## TEXT UNDER STUDY
Mari Nilsen Skogsrud is a
PhD candidate in Norwegian literature at Inland Norway University of Applied
Sciences, where they conduct research on comics and graphic novels.
Paper 2
"Fabricated Historicity in Graphic Appropriations of Edgar Allan
Poe's Classics"
Elizabeth Woock, Palacký University
The pages of many Golden
and Silver Age comics featured appropriations of works of classic literature,
particularly in horror series (Schoell 2014), and publishers such as EC,
Charlton, and Warren, among others, often borrowed from the works of Edgar
Allan Poe (explored in Perry and Sederholm 2012). Through manifesting the short
story in sequential art, a historical setting emerges and can be located
throughout the three communication planes of the integrative multisemiotic model
for comics (Lim 2007). Medievalisms appear within the typography, graphics, and
also at the level of discourse semantics and register, which could be expected
in appropriations of Poe’s “The Pit and the Pendulum” and “The Masque of the
Red Death,” which engage in blurring of historical markers, however other texts
such as “The Raven” are also transported to a medievalist setting, despite no
such specification being made in the original.
This paper will look
specifically at those works explicitly attributed to Poe which are localized in
a medieval setting or feature medievalist simulacra to bolster the horror mode,
and compare how both writers and illustrators insert medievalisms within the
heteroglossic comic. The choice to indicate a medievalist setting for Poe’s
texts both points to the Gothic nature of some stories, but it also suggests
modern media associations with horror (Arnold 1998) and an indication of
historicity and authenticity (Clements 2014). These appropriations will also be
placed in light of Poe's contemporary reaction to graphic realizations of his
writing, which welcomes artistic license.
Straddling two
fields—Medieval Studies and American Literature—E. A. Woock is an assistant
professor at Palacký University, in Olomouc, Czech Republic. Her research is
primarily concerned with investigating medievalisms in imagetext and comic
books, and she is eagerly following the development of comics as a form of
scholarly communication with comics based research.
Paper 3
"The Queer Art of Ameliorative Reframing in Allison Bechdel’s Fun Home"

## PROBLEM TO SOLVE
Continue the comics conference abstracts, picking up right after the title of Paper 3.

## RECORDED INFORMATION
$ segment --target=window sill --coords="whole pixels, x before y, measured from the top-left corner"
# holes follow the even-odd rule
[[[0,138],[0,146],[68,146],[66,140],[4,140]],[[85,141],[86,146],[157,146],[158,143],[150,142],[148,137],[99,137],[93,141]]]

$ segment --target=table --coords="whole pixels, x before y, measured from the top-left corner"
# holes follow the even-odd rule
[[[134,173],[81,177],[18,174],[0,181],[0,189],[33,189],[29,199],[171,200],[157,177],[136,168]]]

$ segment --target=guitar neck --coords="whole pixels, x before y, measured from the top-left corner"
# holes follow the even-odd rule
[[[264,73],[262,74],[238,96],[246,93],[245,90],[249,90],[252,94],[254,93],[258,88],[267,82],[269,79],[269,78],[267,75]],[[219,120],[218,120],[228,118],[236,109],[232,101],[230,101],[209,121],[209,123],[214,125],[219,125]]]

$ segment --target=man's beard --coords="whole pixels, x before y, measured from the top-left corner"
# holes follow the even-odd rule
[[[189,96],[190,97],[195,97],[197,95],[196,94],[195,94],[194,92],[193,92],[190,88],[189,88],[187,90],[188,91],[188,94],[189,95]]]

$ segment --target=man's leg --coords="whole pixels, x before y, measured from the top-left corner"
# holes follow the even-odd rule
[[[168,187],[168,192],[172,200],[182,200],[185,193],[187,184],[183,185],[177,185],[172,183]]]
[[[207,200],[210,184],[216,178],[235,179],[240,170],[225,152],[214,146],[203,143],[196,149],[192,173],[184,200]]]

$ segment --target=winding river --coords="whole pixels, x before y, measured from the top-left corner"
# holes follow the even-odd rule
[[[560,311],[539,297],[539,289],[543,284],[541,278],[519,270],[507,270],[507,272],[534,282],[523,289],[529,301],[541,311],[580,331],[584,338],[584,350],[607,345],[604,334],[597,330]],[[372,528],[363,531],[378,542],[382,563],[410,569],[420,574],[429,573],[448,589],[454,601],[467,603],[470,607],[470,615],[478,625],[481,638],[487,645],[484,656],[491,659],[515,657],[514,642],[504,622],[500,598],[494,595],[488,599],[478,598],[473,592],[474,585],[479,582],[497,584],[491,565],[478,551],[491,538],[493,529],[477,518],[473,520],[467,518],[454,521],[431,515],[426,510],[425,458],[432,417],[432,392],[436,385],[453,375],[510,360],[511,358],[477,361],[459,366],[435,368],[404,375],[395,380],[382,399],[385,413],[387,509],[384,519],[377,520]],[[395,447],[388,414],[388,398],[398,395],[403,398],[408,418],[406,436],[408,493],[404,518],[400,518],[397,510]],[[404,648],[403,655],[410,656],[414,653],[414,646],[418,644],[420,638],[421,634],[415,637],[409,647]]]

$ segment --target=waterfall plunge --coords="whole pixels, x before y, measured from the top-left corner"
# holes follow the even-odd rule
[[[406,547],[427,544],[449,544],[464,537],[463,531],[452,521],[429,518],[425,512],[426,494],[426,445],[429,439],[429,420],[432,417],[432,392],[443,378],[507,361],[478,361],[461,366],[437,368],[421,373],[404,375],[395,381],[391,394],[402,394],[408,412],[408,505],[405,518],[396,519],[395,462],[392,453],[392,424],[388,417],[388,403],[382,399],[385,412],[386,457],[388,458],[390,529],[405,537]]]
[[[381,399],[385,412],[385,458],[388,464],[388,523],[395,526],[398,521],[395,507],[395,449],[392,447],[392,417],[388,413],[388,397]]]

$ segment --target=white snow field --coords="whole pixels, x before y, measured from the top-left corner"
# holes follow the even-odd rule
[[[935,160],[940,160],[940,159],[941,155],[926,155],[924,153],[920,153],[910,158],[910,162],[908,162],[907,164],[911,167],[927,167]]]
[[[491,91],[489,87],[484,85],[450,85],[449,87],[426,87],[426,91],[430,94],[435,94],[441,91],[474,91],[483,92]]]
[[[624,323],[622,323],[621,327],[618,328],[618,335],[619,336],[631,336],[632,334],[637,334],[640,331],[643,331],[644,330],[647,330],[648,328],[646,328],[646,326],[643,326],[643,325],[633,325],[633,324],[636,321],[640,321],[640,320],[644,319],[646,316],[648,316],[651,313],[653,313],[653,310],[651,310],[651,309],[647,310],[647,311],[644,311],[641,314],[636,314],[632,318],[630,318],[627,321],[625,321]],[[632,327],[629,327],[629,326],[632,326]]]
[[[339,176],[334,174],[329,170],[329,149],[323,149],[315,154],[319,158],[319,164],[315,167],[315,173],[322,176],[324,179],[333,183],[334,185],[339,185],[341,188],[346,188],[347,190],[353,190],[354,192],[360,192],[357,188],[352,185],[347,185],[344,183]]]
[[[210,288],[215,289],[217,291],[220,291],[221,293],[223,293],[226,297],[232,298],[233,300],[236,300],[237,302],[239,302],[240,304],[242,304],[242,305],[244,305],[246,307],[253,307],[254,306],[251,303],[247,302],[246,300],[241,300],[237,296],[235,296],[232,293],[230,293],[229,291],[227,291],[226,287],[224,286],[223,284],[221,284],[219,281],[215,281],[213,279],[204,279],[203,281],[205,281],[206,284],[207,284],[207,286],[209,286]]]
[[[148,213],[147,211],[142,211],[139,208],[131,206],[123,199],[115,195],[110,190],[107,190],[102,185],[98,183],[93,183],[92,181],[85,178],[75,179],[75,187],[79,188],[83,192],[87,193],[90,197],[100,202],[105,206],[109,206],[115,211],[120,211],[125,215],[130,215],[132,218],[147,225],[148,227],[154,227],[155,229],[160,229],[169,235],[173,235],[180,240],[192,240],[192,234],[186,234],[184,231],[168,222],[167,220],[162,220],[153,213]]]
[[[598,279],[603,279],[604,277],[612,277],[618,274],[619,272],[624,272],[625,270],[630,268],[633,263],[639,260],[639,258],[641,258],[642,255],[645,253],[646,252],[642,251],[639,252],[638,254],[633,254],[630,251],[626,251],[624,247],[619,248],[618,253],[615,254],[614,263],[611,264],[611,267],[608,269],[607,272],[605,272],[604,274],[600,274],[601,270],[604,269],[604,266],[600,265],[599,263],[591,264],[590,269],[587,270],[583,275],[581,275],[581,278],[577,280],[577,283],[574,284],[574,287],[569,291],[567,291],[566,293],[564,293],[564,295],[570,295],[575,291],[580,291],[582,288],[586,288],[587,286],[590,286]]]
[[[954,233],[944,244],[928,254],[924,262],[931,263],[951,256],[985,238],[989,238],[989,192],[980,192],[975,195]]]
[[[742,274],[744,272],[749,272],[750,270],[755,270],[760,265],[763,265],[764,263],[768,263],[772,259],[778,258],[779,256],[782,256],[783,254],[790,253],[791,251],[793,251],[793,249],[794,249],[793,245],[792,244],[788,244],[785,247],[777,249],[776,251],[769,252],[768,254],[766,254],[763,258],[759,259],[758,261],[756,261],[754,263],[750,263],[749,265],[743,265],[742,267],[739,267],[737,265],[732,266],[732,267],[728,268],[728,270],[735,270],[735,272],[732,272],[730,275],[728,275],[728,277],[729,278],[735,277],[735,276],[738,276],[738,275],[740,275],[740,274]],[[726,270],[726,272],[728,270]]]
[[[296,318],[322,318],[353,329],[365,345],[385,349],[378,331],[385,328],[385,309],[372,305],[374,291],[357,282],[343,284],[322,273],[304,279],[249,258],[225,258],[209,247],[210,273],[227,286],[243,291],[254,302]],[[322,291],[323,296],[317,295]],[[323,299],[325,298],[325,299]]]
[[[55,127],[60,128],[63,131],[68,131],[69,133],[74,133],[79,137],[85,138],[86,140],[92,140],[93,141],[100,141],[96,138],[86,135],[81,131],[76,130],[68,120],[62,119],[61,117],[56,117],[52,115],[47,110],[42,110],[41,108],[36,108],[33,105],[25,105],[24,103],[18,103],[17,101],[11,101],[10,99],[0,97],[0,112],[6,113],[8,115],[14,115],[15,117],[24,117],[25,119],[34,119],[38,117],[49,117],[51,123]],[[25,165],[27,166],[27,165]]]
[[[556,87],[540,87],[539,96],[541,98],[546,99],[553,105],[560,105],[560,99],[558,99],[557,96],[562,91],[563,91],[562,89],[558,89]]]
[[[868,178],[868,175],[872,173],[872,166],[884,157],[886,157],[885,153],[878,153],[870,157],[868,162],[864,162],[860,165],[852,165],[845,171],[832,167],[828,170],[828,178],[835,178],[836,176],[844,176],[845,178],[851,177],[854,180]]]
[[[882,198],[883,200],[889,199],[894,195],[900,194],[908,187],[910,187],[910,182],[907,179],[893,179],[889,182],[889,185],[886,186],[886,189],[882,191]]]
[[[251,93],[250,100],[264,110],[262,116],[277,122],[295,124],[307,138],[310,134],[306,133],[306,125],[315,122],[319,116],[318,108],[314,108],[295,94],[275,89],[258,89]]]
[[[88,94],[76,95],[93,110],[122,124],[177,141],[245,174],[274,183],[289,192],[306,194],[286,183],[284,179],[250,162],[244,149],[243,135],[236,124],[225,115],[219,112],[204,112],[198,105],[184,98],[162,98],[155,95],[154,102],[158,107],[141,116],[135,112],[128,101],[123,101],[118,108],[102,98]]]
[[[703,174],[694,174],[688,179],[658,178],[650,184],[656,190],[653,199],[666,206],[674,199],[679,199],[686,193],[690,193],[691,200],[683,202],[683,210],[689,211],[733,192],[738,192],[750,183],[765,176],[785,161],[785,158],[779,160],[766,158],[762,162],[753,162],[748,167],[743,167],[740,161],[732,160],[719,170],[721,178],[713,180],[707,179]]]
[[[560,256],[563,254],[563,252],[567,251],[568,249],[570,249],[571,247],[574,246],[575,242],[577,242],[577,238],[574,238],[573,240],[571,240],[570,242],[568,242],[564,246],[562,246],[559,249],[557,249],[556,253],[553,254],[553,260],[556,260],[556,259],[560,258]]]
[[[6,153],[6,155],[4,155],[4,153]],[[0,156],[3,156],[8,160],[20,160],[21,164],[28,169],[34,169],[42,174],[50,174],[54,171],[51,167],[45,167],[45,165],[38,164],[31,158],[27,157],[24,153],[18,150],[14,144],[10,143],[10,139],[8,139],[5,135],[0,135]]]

## RESPONSE TO THIS TASK
Travis Kurowski, York College of Pennsylvania
Comics are a queer form
of literature, historically diminished for centuries by critics as minor or
merely popular art, and at times condemned for seducing innocent, young minds,
turning them towards deviant, criminal behavior. Allison Bechdel’s 2006 graphic
künstlerroman Fun Home is Bechdel’s coming of age story as a lesbian
comics artist. In Fun Home, Bechdel reframes classical works—from Ancient Greek
myths to the literature, film, and theater of the 19th and 20th centuries—in
order to heal, both personally and for readers, from the destabilizing shame
society has brought upon both queerness and the medium comics. Raised by a
closeted gay father who taught high school English—and who, Gatsby-like, worked
to sculpt their home and family into something approaching the American mythic
ideal—the literary works that stocked the Bechdel home library and her father’s
classroom functioned as a kind of language that Bechdel and her father used to
communicate and, eventually, come to know each their own “erotic truth.”
Through the detteretorialization of works by Camus, Wilde, Joyce, and others,
and reterritorialization of these works within the pages of the comics medium,
Bechdel at one and the same time knits the medium of comics more firmly into
literary history, while also highlighting a queer line running through this
history directly into the lives of readers such as her and her father.
Travis Kurowski is an Associate Professor of English at York College
of Pennsylvania, where he teaches creative writing, literature, and publishing.
He coedited Literary Publishing in the Twenty-First Century (Milkweed
Editions, 2016) and recently published "The Literary in Theory" in
the Routledge Companion to the British and North American Literary Magazine (2021).